Render the material below as a Markdown table with the columns Row and Line, putting each non-blank line in its own row.

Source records

* * * * *

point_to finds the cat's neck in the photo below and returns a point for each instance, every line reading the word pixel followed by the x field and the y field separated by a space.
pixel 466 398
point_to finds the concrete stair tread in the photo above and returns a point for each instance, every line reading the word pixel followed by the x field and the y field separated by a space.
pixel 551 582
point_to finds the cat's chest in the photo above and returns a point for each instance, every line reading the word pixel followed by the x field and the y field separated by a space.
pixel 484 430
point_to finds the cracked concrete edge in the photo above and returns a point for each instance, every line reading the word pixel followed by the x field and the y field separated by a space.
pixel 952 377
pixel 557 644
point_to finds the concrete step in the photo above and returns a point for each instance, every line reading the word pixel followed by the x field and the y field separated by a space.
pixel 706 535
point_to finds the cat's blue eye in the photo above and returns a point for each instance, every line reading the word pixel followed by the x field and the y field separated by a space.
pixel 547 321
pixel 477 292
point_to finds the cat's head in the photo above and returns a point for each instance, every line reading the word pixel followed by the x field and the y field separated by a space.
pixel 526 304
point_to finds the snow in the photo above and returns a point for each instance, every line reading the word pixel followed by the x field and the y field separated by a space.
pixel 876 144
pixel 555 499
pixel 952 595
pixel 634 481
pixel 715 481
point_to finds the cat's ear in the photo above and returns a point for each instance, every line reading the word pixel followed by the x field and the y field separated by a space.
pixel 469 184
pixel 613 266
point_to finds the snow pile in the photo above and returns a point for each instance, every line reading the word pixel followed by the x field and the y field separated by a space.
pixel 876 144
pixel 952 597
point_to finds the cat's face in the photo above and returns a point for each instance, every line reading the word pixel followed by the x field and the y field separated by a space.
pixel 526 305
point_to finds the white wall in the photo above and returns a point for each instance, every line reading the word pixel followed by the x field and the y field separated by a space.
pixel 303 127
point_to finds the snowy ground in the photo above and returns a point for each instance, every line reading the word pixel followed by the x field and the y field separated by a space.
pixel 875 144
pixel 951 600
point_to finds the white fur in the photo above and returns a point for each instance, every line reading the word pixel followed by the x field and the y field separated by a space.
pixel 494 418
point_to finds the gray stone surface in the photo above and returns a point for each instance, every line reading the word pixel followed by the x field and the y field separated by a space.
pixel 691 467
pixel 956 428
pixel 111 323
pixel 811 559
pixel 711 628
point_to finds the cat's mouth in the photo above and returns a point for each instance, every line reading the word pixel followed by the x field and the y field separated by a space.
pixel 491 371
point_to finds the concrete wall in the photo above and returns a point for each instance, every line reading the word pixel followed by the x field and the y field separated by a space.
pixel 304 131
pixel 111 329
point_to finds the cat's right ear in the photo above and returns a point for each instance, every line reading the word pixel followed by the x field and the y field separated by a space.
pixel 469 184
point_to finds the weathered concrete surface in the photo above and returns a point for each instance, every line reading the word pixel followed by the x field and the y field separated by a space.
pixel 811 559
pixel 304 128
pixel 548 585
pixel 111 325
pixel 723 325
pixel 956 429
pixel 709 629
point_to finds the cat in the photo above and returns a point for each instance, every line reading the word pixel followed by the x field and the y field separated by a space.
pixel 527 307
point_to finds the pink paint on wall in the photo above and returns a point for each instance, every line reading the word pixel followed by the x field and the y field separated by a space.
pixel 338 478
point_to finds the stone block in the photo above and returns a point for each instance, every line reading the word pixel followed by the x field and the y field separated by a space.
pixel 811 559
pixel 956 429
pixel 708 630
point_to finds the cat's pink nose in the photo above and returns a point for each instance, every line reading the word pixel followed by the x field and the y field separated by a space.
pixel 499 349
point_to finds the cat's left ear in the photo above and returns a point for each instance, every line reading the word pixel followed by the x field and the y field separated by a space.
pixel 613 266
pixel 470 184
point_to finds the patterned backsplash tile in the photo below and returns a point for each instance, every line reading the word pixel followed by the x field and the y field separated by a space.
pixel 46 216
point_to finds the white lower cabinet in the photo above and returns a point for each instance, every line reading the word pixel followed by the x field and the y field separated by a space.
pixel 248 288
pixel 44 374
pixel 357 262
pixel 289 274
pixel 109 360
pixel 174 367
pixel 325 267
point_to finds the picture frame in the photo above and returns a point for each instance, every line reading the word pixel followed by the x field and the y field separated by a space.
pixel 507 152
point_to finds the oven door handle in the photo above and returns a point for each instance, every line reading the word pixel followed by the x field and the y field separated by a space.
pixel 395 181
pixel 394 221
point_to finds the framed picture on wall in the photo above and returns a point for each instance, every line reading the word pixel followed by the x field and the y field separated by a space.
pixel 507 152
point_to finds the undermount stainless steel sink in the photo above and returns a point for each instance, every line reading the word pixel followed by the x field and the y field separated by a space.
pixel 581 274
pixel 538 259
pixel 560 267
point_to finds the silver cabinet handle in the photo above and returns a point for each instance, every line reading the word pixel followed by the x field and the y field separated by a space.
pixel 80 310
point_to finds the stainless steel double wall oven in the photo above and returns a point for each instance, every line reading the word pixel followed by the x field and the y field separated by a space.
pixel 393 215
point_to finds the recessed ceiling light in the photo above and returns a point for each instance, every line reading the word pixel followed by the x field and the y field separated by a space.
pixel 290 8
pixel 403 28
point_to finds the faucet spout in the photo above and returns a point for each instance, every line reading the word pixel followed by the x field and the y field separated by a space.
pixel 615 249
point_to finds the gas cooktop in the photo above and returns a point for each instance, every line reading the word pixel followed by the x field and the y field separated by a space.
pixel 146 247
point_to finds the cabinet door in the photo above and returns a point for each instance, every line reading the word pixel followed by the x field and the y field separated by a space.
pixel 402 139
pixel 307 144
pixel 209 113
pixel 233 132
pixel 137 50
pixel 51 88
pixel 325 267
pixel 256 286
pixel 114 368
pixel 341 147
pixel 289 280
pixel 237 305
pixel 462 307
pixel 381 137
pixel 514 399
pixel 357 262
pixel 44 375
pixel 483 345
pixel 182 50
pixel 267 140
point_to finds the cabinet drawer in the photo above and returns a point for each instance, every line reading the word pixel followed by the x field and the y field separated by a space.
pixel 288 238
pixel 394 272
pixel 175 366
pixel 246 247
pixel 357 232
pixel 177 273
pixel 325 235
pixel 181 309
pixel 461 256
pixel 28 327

* * * * *

**Reply**
| Row | Line |
|---|---|
| 1 | point_to finds the cat's neck in the photo below and returns a point for each instance, every line reading the word pixel followed by the x field and the y field separated by a space. |
| 2 | pixel 466 398 |
| 3 | point_to finds the concrete stair tread in the photo above and returns a point for each instance, every line reading the word pixel followed by the x field and the y field separated by a space. |
| 4 | pixel 551 582 |
| 5 | point_to finds the cat's chest in the photo above and returns a point for each instance, every line reading the word pixel followed by the x field and the y field separated by a space. |
| 6 | pixel 484 430 |
| 7 | point_to finds the cracked concrete edge in the photo above and returns a point for each instance, every line reading the word pixel followed by the x field and the y field separated by a space. |
| 8 | pixel 952 377 |
| 9 | pixel 557 644 |
| 10 | point_to finds the concrete step in the photo above and returns a point for each instance, every line reading the word pixel followed by the x field and the y field separated by a space. |
| 11 | pixel 706 535 |
| 12 | point_to finds the cat's blue eye in the photo above and returns a point for each instance, every line reading the word pixel followed by the x field and the y field separated by a space. |
| 13 | pixel 547 321 |
| 14 | pixel 477 292 |
| 15 | point_to finds the cat's head in the photo above and returns a point for each instance, every line reading the word pixel followed by the x field and the y field separated by a space. |
| 16 | pixel 526 304 |
| 17 | point_to finds the snow in the photo above and returns a point for each instance, every line reading the word pixel followed by the x field and the y field separated by a space. |
| 18 | pixel 876 144 |
| 19 | pixel 555 499 |
| 20 | pixel 952 595 |
| 21 | pixel 634 481 |
| 22 | pixel 715 481 |
| 23 | point_to finds the cat's ear in the photo above and returns a point for each instance, every line reading the word pixel followed by the x field and the y field separated by a space. |
| 24 | pixel 469 184 |
| 25 | pixel 613 266 |
| 26 | point_to finds the snow pile in the photo above and returns a point for each instance, every line reading the word pixel followed by the x field and the y field separated by a space. |
| 27 | pixel 876 144 |
| 28 | pixel 952 597 |
| 29 | point_to finds the cat's face in the photo above and returns a point for each instance, every line reading the word pixel followed by the x field and the y field separated by a space. |
| 30 | pixel 526 305 |
| 31 | point_to finds the white wall in the photo above and returns a point for each instance, every line reading the word pixel followed by the x field and the y field separated by a space. |
| 32 | pixel 303 127 |
| 33 | point_to finds the snowy ground in the photo above and returns a point for each instance, every line reading the word pixel followed by the x field and the y field separated by a space. |
| 34 | pixel 875 144 |
| 35 | pixel 951 600 |
| 36 | point_to finds the white fur in the photo above and returns a point for each instance, every line reading the word pixel followed by the x field and the y field separated by a space. |
| 37 | pixel 494 418 |
| 38 | point_to finds the gray stone surface in the photo above and returns a point for each instance, every line reading the word pixel followed by the x field and the y field separated by a space. |
| 39 | pixel 691 467 |
| 40 | pixel 956 428 |
| 41 | pixel 111 323 |
| 42 | pixel 811 559 |
| 43 | pixel 711 628 |
| 44 | point_to finds the cat's mouth in the photo above and returns a point for each instance, every line reading the word pixel followed by the x field and the y field separated by a space. |
| 45 | pixel 491 371 |
| 46 | point_to finds the concrete wall in the photo above and returns a point for each instance, every line reading the word pixel followed by the x field and the y field separated by a space. |
| 47 | pixel 304 131 |
| 48 | pixel 111 329 |
| 49 | point_to finds the cat's right ear in the photo above and returns a point for each instance, every line reading the word pixel followed by the x field and the y field separated by a space. |
| 50 | pixel 469 184 |
| 51 | point_to finds the weathered concrete surface in the photo above and returns a point for each instance, every line reading the word pixel followed by the x field and the y field separated by a space. |
| 52 | pixel 811 559 |
| 53 | pixel 304 128 |
| 54 | pixel 548 585 |
| 55 | pixel 111 325 |
| 56 | pixel 723 325 |
| 57 | pixel 956 429 |
| 58 | pixel 709 629 |
| 59 | point_to finds the cat in the photo above and returns a point for each instance, every line reading the word pixel followed by the x field and the y field separated by a space. |
| 60 | pixel 527 307 |
| 61 | point_to finds the pink paint on wall in the photo above and returns a point for each instance, every line reading the word pixel followed by the x field and the y field separated by a space. |
| 62 | pixel 338 478 |
| 63 | point_to finds the stone block in the photo above and returns a point for each instance, every line reading the word pixel followed by the x field and the y field separated by a space. |
| 64 | pixel 811 559 |
| 65 | pixel 956 429 |
| 66 | pixel 708 630 |
| 67 | point_to finds the cat's pink nose in the photo above and returns a point for each instance, every line reading the word pixel followed by the x field and the y field separated by a space. |
| 68 | pixel 499 349 |
| 69 | point_to finds the cat's left ear in the photo above and returns a point for each instance, every line reading the word pixel followed by the x field and the y field separated by a space. |
| 70 | pixel 613 266 |
| 71 | pixel 470 184 |
| 72 | point_to finds the patterned backsplash tile in the photo below and returns a point for each instance, every line reading the word pixel followed by the x field and the y field separated by a space. |
| 73 | pixel 46 216 |
| 74 | point_to finds the white lower cabinet in the photo above and returns a point for each instance, every line reading the word pixel followed by the x field and the y field separated by a space. |
| 75 | pixel 248 288 |
| 76 | pixel 44 374 |
| 77 | pixel 357 262 |
| 78 | pixel 289 274 |
| 79 | pixel 109 360 |
| 80 | pixel 174 367 |
| 81 | pixel 325 267 |
| 82 | point_to finds the picture frame in the photo above and returns a point for each instance, every line reading the word pixel followed by the x field and the y field separated by a space. |
| 83 | pixel 507 152 |
| 84 | point_to finds the oven door handle in the photo above and returns a point for each instance, every line reading the word pixel followed by the x field and the y field separated by a space. |
| 85 | pixel 395 181 |
| 86 | pixel 394 221 |
| 87 | point_to finds the framed picture on wall in the photo above and returns a point for each instance, every line reading the word pixel followed by the x field and the y field separated by a space. |
| 88 | pixel 507 152 |
| 89 | point_to finds the undermount stainless steel sink in the photo above and returns a point for each instance, every line reading the word pixel followed by the x field and the y field separated by a space. |
| 90 | pixel 581 274 |
| 91 | pixel 538 259 |
| 92 | pixel 560 267 |
| 93 | point_to finds the silver cabinet handle in the photo above and returns a point for each instance, every line reading the word pixel followed by the x field and the y field separated by a space. |
| 94 | pixel 80 310 |
| 95 | point_to finds the stainless steel double wall oven in the photo above and returns a point for each instance, every line reading the word pixel followed by the x field and the y field separated by a space. |
| 96 | pixel 393 215 |
| 97 | point_to finds the recessed ceiling light in the photo above and returns a point for each instance, every line reading the word pixel followed by the x field and the y field separated by a space. |
| 98 | pixel 290 8 |
| 99 | pixel 403 28 |
| 100 | point_to finds the faucet spout in the photo above and returns a point for each instance, every line reading the word pixel followed by the x field and the y field separated by a space. |
| 101 | pixel 615 249 |
| 102 | point_to finds the gas cooktop in the photo above and returns a point for each instance, every line reading the word pixel followed by the x field and the y field separated by a space. |
| 103 | pixel 146 247 |
| 104 | point_to finds the cabinet door in the photo above and returns a point for each instance, every line reading the word pixel followed by the x field and the y field separated by a space. |
| 105 | pixel 402 139 |
| 106 | pixel 307 144 |
| 107 | pixel 209 113 |
| 108 | pixel 233 132 |
| 109 | pixel 137 50 |
| 110 | pixel 51 88 |
| 111 | pixel 325 267 |
| 112 | pixel 256 286 |
| 113 | pixel 114 368 |
| 114 | pixel 341 147 |
| 115 | pixel 289 280 |
| 116 | pixel 237 305 |
| 117 | pixel 462 307 |
| 118 | pixel 381 137 |
| 119 | pixel 514 399 |
| 120 | pixel 357 262 |
| 121 | pixel 44 375 |
| 122 | pixel 483 345 |
| 123 | pixel 182 50 |
| 124 | pixel 267 140 |
| 125 | point_to finds the cabinet drawer in the photo above and returns a point for each instance, every line reading the word pixel followed by the x field and the y field separated by a space. |
| 126 | pixel 288 238 |
| 127 | pixel 394 272 |
| 128 | pixel 175 366 |
| 129 | pixel 246 247 |
| 130 | pixel 357 232 |
| 131 | pixel 177 273 |
| 132 | pixel 325 235 |
| 133 | pixel 181 309 |
| 134 | pixel 461 256 |
| 135 | pixel 28 327 |